▼

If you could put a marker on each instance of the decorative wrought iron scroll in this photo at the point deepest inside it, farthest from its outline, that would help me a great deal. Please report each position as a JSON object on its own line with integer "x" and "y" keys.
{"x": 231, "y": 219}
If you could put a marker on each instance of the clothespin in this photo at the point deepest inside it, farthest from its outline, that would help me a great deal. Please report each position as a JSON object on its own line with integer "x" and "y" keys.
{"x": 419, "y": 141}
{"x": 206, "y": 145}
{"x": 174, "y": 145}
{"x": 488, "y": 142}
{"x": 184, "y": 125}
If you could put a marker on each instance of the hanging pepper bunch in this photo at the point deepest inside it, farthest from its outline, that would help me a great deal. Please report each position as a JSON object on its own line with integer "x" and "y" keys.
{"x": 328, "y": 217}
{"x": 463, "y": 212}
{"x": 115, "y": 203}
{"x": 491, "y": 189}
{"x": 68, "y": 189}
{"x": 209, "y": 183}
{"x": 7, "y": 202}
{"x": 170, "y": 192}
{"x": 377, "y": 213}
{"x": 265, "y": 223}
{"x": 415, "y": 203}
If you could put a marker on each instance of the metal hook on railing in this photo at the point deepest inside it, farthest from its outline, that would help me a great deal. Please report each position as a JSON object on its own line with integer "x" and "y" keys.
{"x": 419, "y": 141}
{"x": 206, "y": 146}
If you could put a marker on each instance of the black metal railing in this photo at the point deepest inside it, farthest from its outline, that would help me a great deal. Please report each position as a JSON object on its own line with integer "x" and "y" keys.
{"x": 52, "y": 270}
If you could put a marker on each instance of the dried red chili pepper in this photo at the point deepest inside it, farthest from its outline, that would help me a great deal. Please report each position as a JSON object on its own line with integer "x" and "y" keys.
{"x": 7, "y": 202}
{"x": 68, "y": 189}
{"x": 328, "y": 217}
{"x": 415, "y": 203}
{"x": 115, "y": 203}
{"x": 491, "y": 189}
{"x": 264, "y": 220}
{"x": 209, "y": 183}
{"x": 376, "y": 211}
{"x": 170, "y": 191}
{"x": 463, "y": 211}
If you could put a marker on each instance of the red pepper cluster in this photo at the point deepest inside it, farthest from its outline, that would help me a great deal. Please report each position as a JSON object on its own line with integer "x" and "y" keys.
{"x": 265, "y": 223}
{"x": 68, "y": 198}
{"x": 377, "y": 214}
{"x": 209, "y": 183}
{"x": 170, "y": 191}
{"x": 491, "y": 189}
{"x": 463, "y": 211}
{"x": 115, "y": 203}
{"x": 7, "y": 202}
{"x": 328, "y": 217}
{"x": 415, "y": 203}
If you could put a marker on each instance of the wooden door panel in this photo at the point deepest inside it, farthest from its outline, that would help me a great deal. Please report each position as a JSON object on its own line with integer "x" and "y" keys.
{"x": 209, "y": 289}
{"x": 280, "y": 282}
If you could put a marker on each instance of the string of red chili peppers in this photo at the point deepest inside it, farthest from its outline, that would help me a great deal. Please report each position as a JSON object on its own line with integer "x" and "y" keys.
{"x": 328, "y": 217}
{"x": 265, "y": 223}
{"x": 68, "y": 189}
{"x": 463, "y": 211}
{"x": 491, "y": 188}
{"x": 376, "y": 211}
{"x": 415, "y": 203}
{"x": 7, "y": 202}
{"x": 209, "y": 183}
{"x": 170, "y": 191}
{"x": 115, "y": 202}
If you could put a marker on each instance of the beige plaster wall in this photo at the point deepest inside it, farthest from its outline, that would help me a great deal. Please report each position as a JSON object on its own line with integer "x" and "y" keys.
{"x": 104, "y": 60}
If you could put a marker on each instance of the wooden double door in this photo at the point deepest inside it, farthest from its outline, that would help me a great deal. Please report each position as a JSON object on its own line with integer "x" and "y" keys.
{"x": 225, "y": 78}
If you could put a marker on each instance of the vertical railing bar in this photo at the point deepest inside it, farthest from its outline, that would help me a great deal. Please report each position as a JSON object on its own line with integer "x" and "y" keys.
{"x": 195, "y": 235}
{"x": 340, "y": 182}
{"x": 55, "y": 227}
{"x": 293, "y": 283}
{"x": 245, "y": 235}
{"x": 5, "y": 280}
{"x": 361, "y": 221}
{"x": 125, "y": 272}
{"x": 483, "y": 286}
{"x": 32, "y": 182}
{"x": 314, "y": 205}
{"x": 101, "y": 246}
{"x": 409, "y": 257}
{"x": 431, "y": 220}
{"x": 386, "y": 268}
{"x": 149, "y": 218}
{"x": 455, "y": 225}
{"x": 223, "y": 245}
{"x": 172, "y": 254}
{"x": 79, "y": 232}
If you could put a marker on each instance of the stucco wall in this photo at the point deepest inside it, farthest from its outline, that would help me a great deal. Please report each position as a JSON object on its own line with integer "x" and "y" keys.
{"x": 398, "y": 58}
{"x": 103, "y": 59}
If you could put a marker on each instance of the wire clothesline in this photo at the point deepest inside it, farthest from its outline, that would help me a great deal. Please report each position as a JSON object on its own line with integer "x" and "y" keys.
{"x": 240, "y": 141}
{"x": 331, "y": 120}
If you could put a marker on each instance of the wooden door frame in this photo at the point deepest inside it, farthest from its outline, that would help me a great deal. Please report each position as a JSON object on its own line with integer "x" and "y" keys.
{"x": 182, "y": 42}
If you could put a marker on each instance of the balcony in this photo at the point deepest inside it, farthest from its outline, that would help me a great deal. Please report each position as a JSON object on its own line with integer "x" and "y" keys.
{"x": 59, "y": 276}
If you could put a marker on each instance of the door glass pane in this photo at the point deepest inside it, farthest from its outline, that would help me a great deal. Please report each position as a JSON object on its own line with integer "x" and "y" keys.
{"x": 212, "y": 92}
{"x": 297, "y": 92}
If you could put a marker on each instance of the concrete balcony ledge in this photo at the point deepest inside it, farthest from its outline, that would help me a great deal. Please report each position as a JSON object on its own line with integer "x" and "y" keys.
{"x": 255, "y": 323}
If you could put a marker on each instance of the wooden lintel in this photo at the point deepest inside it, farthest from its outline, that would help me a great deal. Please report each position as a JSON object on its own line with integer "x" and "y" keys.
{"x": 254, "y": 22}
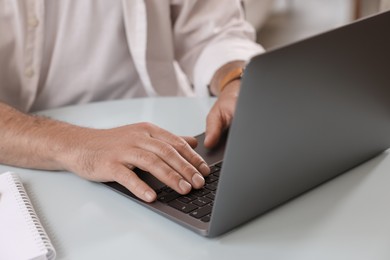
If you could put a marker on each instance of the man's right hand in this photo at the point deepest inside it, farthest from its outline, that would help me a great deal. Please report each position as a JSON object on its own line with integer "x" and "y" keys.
{"x": 112, "y": 155}
{"x": 102, "y": 154}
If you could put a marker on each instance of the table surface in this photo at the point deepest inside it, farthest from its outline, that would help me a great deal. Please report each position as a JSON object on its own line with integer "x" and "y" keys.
{"x": 346, "y": 218}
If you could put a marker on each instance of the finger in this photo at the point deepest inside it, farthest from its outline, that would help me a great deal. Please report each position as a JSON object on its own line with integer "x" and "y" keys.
{"x": 191, "y": 141}
{"x": 133, "y": 183}
{"x": 172, "y": 157}
{"x": 150, "y": 162}
{"x": 183, "y": 148}
{"x": 214, "y": 128}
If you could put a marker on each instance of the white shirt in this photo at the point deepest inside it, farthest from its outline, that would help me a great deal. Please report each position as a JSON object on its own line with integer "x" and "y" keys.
{"x": 106, "y": 64}
{"x": 174, "y": 48}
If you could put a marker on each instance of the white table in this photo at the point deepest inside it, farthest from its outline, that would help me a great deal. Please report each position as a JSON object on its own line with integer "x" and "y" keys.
{"x": 347, "y": 218}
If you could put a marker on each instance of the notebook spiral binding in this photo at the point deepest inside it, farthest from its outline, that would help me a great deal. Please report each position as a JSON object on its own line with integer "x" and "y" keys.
{"x": 30, "y": 215}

▲

Copy out everything from the line containing "of the notebook" down to the end of the records above, reproducing each line without any change.

If you could put a marker on each instance of the notebook spiral binding in this photo at the point deepest inside it, farthest from its outline, that would help me a great deal. Please report each position as a JSON object on its own line with integer "x" and "y" keys.
{"x": 30, "y": 215}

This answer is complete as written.